▸ **DATASET RECORDS**:
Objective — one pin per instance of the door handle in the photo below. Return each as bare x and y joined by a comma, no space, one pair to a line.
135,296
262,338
==
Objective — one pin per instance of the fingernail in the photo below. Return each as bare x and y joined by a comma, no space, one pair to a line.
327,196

▸ **DIRECTIONS FOR THIS TASK**: Count the lines of the records above that contain the word "Return" and state only that number.

▸ **THE ANSWER**: 2